YOUR GOAL. Each entry must appear in the answer exactly as given.

### DATA IN THIS EXERCISE

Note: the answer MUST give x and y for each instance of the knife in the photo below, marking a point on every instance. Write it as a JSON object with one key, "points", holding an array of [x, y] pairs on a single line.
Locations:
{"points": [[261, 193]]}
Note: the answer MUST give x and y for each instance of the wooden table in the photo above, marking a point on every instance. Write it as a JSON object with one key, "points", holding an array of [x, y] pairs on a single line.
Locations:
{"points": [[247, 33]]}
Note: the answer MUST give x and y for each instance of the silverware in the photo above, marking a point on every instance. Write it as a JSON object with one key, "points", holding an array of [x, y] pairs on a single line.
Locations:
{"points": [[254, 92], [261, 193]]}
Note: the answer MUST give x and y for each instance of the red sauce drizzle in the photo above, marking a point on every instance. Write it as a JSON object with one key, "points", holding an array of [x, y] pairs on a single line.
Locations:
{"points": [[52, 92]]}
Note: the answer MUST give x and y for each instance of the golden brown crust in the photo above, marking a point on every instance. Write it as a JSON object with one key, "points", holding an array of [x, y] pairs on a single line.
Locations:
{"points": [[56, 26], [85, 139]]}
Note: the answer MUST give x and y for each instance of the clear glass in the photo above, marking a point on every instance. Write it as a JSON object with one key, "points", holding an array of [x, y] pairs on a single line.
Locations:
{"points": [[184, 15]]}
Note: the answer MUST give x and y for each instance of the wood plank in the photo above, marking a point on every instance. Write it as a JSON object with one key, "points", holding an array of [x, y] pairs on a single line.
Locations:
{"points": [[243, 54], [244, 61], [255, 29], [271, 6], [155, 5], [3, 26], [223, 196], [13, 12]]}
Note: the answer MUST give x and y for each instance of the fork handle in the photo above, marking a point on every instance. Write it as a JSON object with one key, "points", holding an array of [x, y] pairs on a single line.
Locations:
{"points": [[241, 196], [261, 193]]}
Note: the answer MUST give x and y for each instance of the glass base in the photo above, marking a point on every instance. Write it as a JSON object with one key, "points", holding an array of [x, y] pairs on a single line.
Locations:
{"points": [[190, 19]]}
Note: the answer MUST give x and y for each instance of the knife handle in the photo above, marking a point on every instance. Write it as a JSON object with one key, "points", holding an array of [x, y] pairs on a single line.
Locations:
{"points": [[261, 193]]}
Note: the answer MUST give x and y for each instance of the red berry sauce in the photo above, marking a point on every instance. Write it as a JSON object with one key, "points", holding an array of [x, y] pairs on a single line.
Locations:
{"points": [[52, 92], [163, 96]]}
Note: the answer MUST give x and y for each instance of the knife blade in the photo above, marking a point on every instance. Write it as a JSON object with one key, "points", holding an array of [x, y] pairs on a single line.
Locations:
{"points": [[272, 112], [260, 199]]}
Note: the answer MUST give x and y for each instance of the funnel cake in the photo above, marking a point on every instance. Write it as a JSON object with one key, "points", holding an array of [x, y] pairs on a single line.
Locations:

######

ANSWER BOX.
Note: the answer MUST give x and y for each instance of the knife in the photo below, marking a point on every instance. Write it as a JSON object with one key, "points", holding an array of [x, y] pairs on a single line.
Locations:
{"points": [[261, 193]]}
Note: the answer MUST give x and y for each instance of the wooden table in the photo above, marking a point on every instance. Write it as a JSON object with one key, "points", holding an array of [x, y] pairs on a single line.
Locations:
{"points": [[247, 33]]}
Note: the answer MUST give x and y for each instance of the silverware in the photo above, marking a point on every instance. Write it as a JSON object with one key, "points", holding an array of [x, y] pairs on a single line.
Locations:
{"points": [[254, 92], [261, 193]]}
Note: the answer MUST give x and y for each instance of the red sauce drizzle in the photo above, marking a point on every instance. Write it as a JSON object with one key, "points", holding an array of [x, y] pairs on a single line.
Locations:
{"points": [[52, 92]]}
Note: the answer MUST give x and y for each instance of the golden brown crust in the photo above, marking a point on every instance. Write it as a JSON object with one key, "points", holding an array of [x, y] pairs on a single line.
Locations:
{"points": [[56, 26], [85, 139]]}
Note: the answer MUST give x and y for each instance of the clear glass in the photo above, marking a point on every instance. Write it as a JSON object with one key, "points", holding an array of [x, y] pairs on a single line.
Locations:
{"points": [[184, 15]]}
Note: the answer MUST give x and y for each instance of the wood plank in the photo above, marking a point on every instance. Write it as a JSON object with one key, "points", holding an array of [x, y] pairs on a single line.
Locations:
{"points": [[243, 54], [244, 61], [255, 29], [271, 6], [155, 5], [3, 26], [223, 196], [13, 12]]}
Note: the answer MUST give x and y for each instance of the fork handle in the photo above, marking a point on every instance. Write it as a JSON object with one key, "points", holding an array of [x, y] pairs on a single line.
Locations:
{"points": [[241, 196], [261, 193]]}
Note: the answer MUST give x and y for each instance of the glass base in the photo above, marking a point on every instance. Write it as a JSON object with one key, "points", holding an array of [x, y] pairs on a single line.
Locations:
{"points": [[190, 19]]}
Note: the answer MUST give x and y for each instance of the knife handle in the photo above, marking a point on every instance. Write it as a JSON object with one key, "points", holding an array of [x, y] pairs on a single line.
Locations:
{"points": [[261, 193]]}
Note: the answer MUST give x and y for each instance of the red berry sauce in the photo above, marking a point on every instance. Write it as a JSON object with one key, "points", holding an array of [x, y] pairs on a single line.
Locations:
{"points": [[52, 92], [163, 96]]}
Note: the answer MUST give x and y for each instance of the knife blade in the photo above, marking a point on every instance. Write it as a JSON object with one key, "points", holding an array of [x, y] pairs on a single line.
Locations:
{"points": [[272, 112], [260, 199]]}
Note: the answer MUST give x and y for each instance of the funnel cake in the photo above, marking a point on every instance. Write it as a JSON object with one key, "points", holding an array of [x, y] pairs on a single line.
Locations:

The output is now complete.